PROBLEM TO WORK ON
Starting at the top of the records, output every line through the one that contains "Target: black handbag", keeping each exactly as it appears.

RECORDS PROVIDED

╔══

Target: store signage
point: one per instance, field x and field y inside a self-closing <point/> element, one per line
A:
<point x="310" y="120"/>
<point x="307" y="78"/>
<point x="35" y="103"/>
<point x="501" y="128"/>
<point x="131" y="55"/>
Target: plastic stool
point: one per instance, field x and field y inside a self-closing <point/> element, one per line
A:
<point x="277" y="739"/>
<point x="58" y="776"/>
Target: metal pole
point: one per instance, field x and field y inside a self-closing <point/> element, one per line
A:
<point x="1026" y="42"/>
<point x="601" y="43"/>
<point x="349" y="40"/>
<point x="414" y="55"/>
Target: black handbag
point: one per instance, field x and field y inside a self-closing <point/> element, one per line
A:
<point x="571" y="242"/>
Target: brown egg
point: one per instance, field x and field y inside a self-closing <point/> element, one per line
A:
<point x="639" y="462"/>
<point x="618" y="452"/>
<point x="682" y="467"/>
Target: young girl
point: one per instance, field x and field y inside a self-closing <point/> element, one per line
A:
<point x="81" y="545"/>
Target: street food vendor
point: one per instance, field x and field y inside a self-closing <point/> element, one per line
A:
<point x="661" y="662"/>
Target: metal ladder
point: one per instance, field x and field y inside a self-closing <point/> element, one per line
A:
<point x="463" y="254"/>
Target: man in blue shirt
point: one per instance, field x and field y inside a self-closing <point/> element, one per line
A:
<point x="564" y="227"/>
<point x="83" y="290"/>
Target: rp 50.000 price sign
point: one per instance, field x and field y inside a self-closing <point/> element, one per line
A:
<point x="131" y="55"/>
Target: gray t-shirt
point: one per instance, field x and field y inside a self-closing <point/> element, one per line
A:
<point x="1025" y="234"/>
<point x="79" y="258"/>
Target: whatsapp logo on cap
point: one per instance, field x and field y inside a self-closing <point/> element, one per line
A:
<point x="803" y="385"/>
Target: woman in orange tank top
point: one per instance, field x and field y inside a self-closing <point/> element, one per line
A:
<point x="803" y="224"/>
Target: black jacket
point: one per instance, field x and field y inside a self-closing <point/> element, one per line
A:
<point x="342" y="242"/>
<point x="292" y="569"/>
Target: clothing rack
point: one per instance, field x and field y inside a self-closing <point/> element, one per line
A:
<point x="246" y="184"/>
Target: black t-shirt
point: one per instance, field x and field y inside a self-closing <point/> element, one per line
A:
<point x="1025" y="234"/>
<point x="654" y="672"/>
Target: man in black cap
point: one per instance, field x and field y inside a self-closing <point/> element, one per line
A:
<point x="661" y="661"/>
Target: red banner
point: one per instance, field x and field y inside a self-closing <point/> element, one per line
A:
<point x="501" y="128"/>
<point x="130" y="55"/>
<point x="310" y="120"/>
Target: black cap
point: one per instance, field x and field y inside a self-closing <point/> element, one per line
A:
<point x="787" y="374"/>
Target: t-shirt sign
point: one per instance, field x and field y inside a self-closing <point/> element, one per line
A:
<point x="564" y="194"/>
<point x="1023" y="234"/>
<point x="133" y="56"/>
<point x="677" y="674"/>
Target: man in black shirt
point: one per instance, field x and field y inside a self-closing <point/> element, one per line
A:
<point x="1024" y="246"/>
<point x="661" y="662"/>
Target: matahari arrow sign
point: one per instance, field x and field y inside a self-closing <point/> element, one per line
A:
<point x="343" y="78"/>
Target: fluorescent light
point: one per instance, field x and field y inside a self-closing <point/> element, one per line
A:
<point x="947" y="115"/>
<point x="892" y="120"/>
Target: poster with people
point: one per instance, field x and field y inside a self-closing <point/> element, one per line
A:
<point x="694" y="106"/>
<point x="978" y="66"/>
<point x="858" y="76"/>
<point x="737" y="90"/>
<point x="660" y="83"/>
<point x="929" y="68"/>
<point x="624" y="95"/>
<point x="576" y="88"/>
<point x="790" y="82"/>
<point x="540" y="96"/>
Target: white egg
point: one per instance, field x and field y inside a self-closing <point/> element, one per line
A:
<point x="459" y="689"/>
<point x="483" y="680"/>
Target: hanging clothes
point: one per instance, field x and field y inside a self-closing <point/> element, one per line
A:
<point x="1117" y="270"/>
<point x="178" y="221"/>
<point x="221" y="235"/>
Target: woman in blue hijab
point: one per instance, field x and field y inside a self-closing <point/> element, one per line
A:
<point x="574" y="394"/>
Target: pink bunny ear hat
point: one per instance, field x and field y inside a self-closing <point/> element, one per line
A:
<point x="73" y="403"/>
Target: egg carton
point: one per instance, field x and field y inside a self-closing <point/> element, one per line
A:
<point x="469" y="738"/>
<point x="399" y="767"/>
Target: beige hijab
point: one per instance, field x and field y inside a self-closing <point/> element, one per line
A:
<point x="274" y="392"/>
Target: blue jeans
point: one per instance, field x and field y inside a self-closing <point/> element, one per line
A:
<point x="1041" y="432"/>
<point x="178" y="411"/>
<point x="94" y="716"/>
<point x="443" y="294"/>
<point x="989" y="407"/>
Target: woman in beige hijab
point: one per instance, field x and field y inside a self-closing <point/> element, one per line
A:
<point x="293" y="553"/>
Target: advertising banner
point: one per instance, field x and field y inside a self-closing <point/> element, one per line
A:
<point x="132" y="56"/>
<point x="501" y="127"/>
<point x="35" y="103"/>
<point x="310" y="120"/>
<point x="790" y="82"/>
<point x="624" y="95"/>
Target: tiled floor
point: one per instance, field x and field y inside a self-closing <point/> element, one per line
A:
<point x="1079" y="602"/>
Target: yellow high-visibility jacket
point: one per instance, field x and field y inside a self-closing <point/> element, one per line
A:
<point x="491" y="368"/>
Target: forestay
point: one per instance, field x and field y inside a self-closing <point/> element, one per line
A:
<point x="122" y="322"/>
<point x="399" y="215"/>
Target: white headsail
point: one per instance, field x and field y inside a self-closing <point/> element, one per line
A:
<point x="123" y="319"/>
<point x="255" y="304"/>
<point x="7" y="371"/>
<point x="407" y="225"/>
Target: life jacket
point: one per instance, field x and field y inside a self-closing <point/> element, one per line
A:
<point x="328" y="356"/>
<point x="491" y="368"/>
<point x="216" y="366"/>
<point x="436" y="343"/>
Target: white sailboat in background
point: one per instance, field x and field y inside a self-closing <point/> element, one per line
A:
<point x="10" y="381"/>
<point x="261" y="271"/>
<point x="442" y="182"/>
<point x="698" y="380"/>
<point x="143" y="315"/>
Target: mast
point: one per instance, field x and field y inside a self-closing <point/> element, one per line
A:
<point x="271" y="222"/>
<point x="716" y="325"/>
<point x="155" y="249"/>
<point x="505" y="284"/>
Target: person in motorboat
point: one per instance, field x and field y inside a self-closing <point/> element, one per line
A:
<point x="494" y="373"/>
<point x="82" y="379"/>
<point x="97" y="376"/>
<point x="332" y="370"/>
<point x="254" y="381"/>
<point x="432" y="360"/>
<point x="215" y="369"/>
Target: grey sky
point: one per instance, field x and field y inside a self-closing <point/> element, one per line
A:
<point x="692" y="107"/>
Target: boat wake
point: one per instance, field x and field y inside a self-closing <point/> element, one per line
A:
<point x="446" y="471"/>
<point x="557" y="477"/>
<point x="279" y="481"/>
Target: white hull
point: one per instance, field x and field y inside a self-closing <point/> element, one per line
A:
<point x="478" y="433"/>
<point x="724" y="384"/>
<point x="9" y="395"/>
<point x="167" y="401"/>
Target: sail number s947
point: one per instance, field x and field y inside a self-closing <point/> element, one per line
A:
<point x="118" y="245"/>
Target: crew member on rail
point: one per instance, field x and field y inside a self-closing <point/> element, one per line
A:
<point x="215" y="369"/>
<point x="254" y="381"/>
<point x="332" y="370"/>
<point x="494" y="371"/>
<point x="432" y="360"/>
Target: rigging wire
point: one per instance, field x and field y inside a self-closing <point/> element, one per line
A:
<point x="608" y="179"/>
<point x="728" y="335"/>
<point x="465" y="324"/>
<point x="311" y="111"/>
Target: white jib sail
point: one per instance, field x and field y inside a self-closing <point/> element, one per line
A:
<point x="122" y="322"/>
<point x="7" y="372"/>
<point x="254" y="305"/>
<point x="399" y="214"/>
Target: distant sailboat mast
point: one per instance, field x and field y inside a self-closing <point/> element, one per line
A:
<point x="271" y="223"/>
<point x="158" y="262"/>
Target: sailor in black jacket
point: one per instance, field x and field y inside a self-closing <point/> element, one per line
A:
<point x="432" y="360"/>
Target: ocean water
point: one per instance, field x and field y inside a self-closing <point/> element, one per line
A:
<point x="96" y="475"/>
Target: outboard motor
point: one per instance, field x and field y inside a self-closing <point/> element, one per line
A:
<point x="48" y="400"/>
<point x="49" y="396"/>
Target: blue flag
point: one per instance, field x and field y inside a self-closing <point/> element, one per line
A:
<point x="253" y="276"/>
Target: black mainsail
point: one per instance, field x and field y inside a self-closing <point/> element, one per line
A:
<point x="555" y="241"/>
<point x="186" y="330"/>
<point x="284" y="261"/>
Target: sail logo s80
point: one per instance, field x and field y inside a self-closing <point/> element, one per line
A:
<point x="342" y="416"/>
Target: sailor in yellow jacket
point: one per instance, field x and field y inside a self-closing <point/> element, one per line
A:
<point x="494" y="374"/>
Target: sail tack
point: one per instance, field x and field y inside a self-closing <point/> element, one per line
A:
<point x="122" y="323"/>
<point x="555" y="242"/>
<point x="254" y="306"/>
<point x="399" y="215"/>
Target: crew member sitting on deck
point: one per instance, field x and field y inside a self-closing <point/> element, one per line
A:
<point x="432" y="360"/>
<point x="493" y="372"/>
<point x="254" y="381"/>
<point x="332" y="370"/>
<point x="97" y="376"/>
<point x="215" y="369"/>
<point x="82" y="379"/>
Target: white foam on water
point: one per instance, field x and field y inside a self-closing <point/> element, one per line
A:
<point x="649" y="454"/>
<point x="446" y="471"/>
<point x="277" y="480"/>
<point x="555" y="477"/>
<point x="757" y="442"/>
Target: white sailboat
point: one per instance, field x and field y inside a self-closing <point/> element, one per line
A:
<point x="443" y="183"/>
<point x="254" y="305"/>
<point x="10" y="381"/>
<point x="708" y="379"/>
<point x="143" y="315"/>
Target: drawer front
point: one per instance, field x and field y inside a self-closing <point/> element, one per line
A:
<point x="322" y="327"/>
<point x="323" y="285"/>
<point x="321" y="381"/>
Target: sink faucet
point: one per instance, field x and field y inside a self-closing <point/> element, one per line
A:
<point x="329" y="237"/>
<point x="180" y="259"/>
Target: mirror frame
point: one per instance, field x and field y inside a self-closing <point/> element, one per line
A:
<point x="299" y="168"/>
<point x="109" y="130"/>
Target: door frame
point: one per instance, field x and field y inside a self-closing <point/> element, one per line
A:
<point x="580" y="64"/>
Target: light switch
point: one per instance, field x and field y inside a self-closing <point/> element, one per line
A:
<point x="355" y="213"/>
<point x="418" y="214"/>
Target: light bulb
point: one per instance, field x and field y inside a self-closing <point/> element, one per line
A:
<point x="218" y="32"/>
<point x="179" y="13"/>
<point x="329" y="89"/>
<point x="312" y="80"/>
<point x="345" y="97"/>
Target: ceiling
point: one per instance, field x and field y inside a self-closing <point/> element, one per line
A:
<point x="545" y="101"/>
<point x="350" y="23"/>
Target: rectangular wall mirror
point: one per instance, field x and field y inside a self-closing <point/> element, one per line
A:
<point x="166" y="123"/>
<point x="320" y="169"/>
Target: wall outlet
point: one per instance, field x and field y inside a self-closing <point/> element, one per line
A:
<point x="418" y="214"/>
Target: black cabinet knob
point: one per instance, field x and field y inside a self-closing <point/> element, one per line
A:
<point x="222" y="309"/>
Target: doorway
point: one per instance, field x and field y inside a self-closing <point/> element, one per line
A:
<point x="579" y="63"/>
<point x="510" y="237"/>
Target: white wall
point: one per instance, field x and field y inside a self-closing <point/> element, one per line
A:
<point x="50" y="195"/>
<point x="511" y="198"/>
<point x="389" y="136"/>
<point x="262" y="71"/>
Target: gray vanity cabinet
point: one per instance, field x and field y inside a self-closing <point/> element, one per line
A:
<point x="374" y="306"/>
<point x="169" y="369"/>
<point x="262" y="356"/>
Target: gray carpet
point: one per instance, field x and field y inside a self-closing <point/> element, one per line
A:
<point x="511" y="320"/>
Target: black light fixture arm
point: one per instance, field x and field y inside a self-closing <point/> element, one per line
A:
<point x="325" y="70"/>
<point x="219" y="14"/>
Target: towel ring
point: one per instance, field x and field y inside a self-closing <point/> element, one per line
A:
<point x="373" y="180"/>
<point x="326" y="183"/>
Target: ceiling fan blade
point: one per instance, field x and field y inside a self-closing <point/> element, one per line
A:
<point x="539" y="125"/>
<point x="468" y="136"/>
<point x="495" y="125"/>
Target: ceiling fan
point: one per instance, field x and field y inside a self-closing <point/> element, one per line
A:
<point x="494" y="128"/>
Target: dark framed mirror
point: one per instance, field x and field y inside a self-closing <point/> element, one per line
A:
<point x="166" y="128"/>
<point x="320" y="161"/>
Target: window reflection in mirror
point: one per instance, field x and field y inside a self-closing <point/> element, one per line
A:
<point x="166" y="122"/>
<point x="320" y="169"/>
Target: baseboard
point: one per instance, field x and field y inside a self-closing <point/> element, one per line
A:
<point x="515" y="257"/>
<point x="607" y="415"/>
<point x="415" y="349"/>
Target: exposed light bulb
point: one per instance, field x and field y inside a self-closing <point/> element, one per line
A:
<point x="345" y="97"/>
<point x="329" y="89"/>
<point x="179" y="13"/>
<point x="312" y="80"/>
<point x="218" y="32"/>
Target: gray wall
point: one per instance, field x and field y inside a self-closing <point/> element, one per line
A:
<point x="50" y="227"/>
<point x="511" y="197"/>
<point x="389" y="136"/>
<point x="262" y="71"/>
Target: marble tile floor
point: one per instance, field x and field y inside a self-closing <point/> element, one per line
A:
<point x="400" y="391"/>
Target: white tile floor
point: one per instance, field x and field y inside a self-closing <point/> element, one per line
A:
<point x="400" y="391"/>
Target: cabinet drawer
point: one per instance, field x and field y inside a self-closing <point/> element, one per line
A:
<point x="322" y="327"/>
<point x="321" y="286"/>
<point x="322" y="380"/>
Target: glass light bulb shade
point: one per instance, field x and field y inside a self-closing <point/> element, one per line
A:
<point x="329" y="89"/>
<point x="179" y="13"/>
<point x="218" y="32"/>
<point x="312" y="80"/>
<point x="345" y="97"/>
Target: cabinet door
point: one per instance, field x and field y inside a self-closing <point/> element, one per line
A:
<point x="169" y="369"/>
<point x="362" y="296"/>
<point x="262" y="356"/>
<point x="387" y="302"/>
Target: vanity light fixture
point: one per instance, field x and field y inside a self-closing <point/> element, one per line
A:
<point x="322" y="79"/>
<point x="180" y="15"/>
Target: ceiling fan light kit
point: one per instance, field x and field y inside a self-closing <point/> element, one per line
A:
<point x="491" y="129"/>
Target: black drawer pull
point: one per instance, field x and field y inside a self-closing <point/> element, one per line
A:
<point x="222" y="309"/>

╚══

RESULT OF THIS EXERCISE
Target: store signage
point: one per instance, field x and field y inside a self-closing <point/> element, one per line
A:
<point x="310" y="120"/>
<point x="307" y="78"/>
<point x="35" y="103"/>
<point x="501" y="128"/>
<point x="131" y="55"/>
Target: plastic stool
point: one per instance, field x and field y inside a self-closing <point/> element, one per line
A:
<point x="277" y="739"/>
<point x="58" y="776"/>
Target: metal pole
point: one per instance, field x and field y inside a self-closing <point/> element, one per line
A:
<point x="1026" y="42"/>
<point x="601" y="43"/>
<point x="349" y="40"/>
<point x="414" y="55"/>
Target: black handbag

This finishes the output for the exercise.